**Problem to solve:** In your copy, include every record exactly and no pictures.

**Data extract:**

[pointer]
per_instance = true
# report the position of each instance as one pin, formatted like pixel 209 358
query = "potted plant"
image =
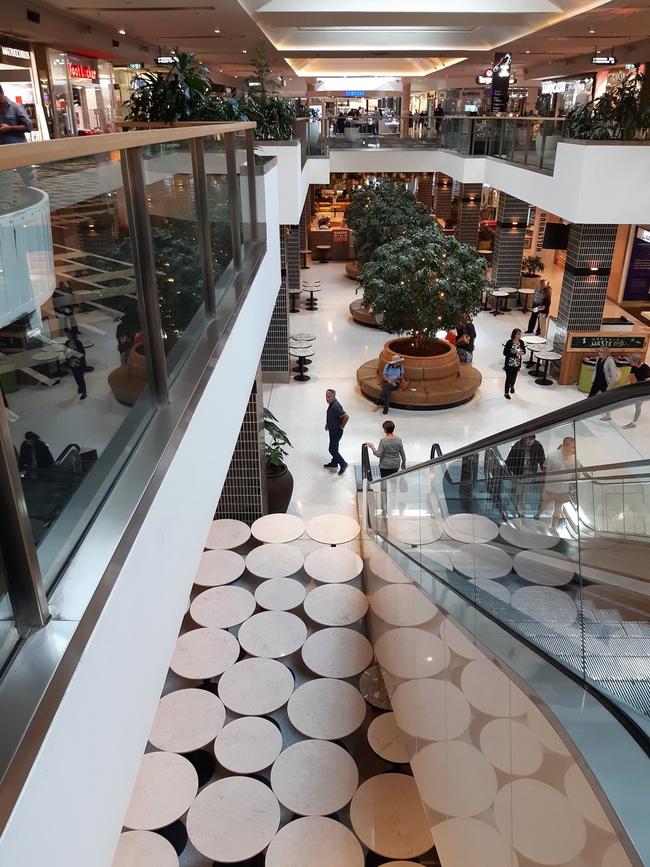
pixel 278 478
pixel 532 268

**Response to the exercise:**
[pointer]
per_instance = true
# report the position of each instance as one pin, formatted like pixel 209 358
query = "potted plant"
image =
pixel 278 478
pixel 532 268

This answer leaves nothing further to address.